## [Extrait choisi]
....

Réponse à Bernard Coll (2012)

mercredi 4 avril 2012.
 
Bernard Coll, président de l’association "Jeune pied-noir", m’avait invité à participer au colloque qu’il organisait le samedi 17 mars à Paris sur le thème suivant : "Les accords d’Evian du 19 mars 1962 : crime d’Etat et/ou crime contre l’humanité". Ce colloque commençait par un hommage rendu au grand économiste (prix Nobel d’économie en 1988) et grand citoyen Maurice Allais (1911-2010), auteur du livre L’Algérie d’Evian, publié en 1962 et réédité par Jeune Pied-noir en mars 1999 (Maurice Allais, L’Algérie d’Evian, deuxième édition, Jeune Pied-Noir, 1999, 379 p.). N’ayant pas pu y assister, j’avais envoyé par mail mes réponses aux questions posées par Bernard Coll. Je crois devoir publier mes réponses pour les comparer aux conclusions de ce colloque et aux positions prises par Maurice Allais sur le même sujet.

- Questionnaire :

1) Quelle est votre définition du « crime d’Etat » ? "Il s’agit d’un crime commis par un Etat (ou par son gouvernement). Cette notion s’est imposée depuis que des tribunaux internationaux ont été créés à partir de la fin de la Deuxième guerre mondiale.

....

## [Données fournies]
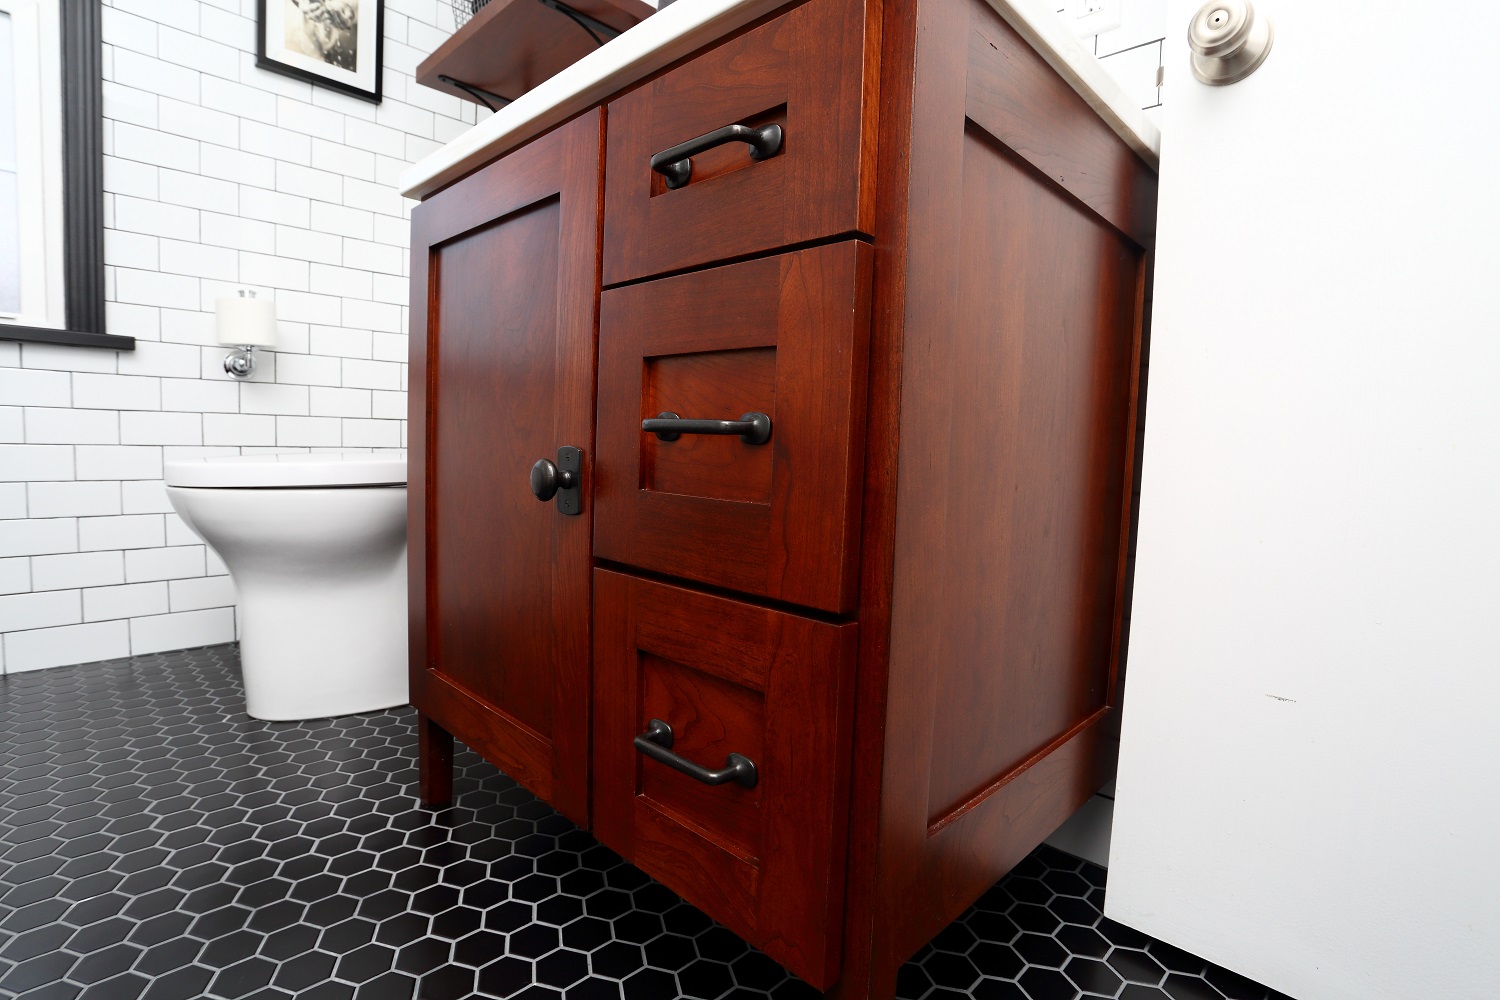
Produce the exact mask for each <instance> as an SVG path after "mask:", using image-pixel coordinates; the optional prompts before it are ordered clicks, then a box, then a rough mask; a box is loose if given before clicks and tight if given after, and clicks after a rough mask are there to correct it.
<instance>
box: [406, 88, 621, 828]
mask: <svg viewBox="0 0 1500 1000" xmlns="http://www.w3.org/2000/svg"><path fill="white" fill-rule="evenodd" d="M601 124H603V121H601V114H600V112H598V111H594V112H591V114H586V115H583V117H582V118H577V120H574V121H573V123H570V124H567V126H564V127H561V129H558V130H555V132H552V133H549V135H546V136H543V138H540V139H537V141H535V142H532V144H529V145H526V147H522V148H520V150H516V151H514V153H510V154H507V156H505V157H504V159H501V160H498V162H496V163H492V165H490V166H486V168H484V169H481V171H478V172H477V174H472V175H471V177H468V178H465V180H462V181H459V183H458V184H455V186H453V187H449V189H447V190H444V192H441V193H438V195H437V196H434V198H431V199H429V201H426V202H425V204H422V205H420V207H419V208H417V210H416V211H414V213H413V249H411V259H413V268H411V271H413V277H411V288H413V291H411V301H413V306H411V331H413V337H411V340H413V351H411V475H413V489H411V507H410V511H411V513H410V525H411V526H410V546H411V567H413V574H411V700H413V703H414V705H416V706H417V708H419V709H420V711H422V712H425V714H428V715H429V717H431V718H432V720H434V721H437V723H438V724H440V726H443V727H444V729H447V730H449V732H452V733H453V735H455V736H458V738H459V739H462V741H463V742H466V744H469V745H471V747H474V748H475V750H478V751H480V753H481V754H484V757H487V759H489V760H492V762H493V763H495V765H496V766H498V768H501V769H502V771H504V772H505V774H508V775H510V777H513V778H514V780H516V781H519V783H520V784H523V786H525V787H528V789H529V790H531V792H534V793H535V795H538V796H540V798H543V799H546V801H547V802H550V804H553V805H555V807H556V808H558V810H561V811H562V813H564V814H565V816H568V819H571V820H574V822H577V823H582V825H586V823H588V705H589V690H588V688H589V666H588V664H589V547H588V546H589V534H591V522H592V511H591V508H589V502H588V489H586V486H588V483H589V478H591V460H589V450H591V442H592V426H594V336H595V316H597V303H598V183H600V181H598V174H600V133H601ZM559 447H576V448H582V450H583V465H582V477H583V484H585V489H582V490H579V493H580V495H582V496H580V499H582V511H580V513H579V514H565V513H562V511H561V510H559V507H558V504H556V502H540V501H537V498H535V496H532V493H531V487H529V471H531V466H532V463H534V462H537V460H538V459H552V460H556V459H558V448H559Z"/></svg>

....

## [Consigne]
Rédigez la suite du texte sur les accords d'Évian, en reprenant juste après sa dernière phrase.

## [Réponse]
2) Quelle est votre définition du « crime contre l’Humanité » ?

La notion de "crime contre l’humanité" a pour origine, si je me souviens bien, la condamnation par les puissances de l’Entente (France, Grande Bretagne et Russie) de l’extermination des Arméniens par les Turcs, condamnation qui a motivé la mise en jugement des responsables de ce crime par la justice ottomane après la guerre, mais la victoire de Mustapha Kemal en 1923 a mis fin à la reconnaissance de ce crime. Puis la notion de crime contre l’humanité à été une nouvelle fois officialisée en 1945 par les puissances victorieuses de l’Allemagne nazie, qui ont créé le tribunal interallié de Nuremberg en 1946 pour juger les responsables nazis pour trois types de crimes : les crimes contre la paix (déclenchement d’une guerre d’agression), les crimes de guerre (violation des lois de la guerre qui protégeaient les non-combattants et les combattants hors de combat par ces conventions internationales imposant des limites à la violence autorisée en temps de guerre), et enfin les "crimes contre l’humanité", dont le plus grave était celui de "génocide". A partir de là, on a discuté pour savoir si le seul génocide avait été la tentative d’extermination des juifs par les nazis, ou si le massacre des Arméniens organisé par les Turcs méritait on non de le rejoindre dans la même catégorie ( rappeler le procès intenté par les associations arméniennes contre l’historien américain Bernard Lewis pour avoir contesté le bien fondé de l’application de ce concept au massacre des Arméniens).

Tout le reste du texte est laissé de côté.